Text passage:
◇ ◇ ◇ ◇

The basis for First Quality's declaratory judgment action is its assumption of an impending lawsuit.*fn2 Specifically, First Quality points out that every other company that introduced diapers having elastomeric ears with non-parallel edges was sued by K-C for infringement of the '298 patent. (Pls.' Br. In Opp'n at 7). However, this fact alone is not controlling. Prior litigation brought by K-C is relevant in our analysis, but it is only one circumstance we must consider in assessing whether an actual controversy existed. See Prasco, 537 F.3d at 1341.

We are more persuaded by the lack of evidence of an affirmative act on the part of K-C. K-C indicates, and First Quality admits (Pls.' Br. In Opp'n at 8), that there was no communication between the parties prior to the commencement of this action. In support of its position, First Quality submitted declarations of Susan O'Connell, director of product development for First Quality Baby Products, LLC, and Anthony Silwanowicz, director of product development for First Quality Products, Inc. However, these declarations do not evidence any communication between the parties prior to litigation, they do not indicate any threats on the part of K-C prior to First Quality bringing suit or show that K-C was even aware of First Quality's products prior to this litigation. First Quality downplays this lack of evidence by arguing that K-C's litigation against other companies shows a real and immediate threat of future injury. This fact cannot be ignored, and evidences a willingness on the part of K-C to enforce its patents through infringement actions. However, we believe this one fact alone, without more, does not indicate a "definite and concrete" dispute that is "real and substantial," See MedImmune, 549 U.S. at 127, or a "real and immediate injury or threat of future injury" caused by K-C at the time of filing. Prasco, 537 F.3d at 1339.

◇ ◇ ◇ ◇

Task instructions:
a) Echo the passage on First Quality's declaratory judgment action word for word, starting with "The basis for" and going on through "F.3d at 1341.".
b) In the passage on First Quality's declaratory judgment action, which patent did K-C sue the other companies for infringing?
c) Pick up the passage on First Quality's declaratory judgment action after its final sentence and carry it forward.

◇ ◇ ◇ ◇

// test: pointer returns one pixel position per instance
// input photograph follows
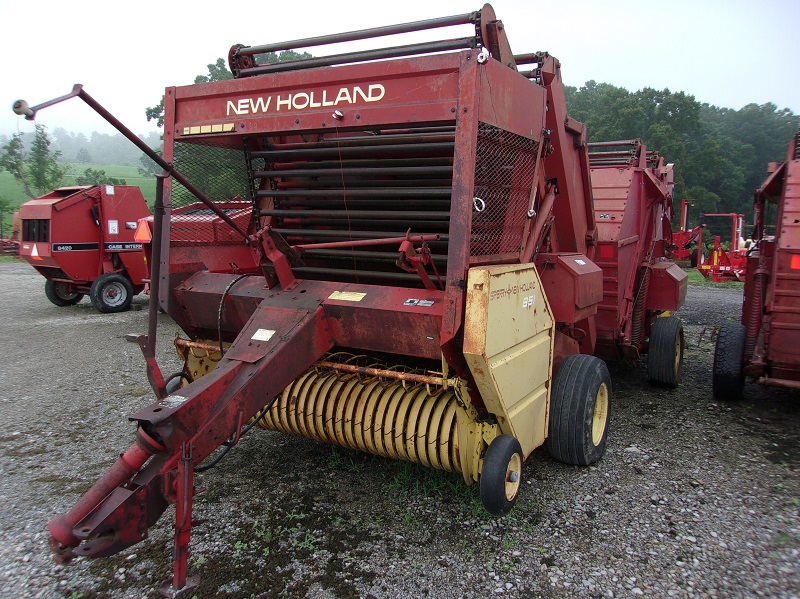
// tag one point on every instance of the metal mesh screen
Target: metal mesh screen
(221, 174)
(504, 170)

◇ ◇ ◇ ◇

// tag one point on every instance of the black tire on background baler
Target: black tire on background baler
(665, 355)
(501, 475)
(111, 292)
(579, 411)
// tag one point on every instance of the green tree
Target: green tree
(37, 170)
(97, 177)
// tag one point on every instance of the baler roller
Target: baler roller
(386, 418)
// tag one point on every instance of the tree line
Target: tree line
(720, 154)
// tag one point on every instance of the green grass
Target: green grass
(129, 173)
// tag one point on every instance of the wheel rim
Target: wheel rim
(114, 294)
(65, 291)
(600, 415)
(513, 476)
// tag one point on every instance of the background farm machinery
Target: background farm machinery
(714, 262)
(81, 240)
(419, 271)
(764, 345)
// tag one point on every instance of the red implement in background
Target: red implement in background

◇ ◇ ◇ ◇

Numbered responses:
a)
The basis for First Quality's declaratory judgment action is its assumption of an impending lawsuit.*fn2 Specifically, First Quality points out that every other company that introduced diapers having elastomeric ears with non-parallel edges was sued by K-C for infringement of the '298 patent. (Pls.' Br. In Opp'n at 7). However, this fact alone is not controlling. Prior litigation brought by K-C is relevant in our analysis, but it is only one circumstance we must consider in assessing whether an actual controversy existed. See Prasco, 537 F.3d at 1341.

b) The '298 patent.

c)
D. Supplemental Pleading

Because First Quality's Amended Complaint included allegations concerning events that happened after it filed its first complaint, it is a supplemental complaint, not an "amended complaint." See Fed. R. Civ. Pro. 15(d)("On motion and reasonable notice, the court may, on just terms, permit a party to serve a supplemental pleading setting out any transaction, occurrence, or event that happened after the date of the pleading to be supplemented.); See also Prasco, 537 F.3d at 1337. While the Supreme Court has "confirmed that supplemental pleadings can be used to cure subject matter jurisdiction deficiencies..., later events may not create jurisdiction where none existed at the time of filing." Prasco, 537 F.3d at 1337 (citations omitted). We are required to grant leave to amend before dismissing a complaint that is merely deficient. ORG, 513 F.Supp.2d at 152. However, dismissal without leave to amend is justified on grounds of "bad faith, undue delay, prejudice or futility." Alston v. Parker, 363 F.3d 229, 236 (3d Cir. 2004).

Here, it would be futile for First Quality to amend its complaint. Facing a factual attack, First Quality was permitted to adduce evidence to show that jurisdiction was proper, but it has failed to meet its burden. We conclude it would be futile to allow First Quality to amend its complaint. Inasmuch as we are dismissing its complaint, First Quality's attempt to supplement is moot.

IV. Conclusion

We conclude that First Quality failed to meet its burden of proof demonstrating that an actual controversy existed at the time it initiated this declaratory judgment action, and we will grant Defendant's motion to dismiss for lack of subject matter jurisdiction.


AND NOW, this 15th day of June, 2009, upon consideration of the Defendant's motion to dismiss for lack of subject matter jurisdiction (doc. 12), and pursuant to the accompanying Memorandum, it is ordered that:

1. Defendant's motion to dismiss for lack of subject matter jurisdiction is granted.

2. Plaintiff's motion for leave to file a supplemental pleading (doc. 20) is dismissed as moot.

3. Defendant's motion to dismiss Plaintiff's amended complaint (doc. 16) is dismissed as moot.

4. The Clerk of Court shall close this file.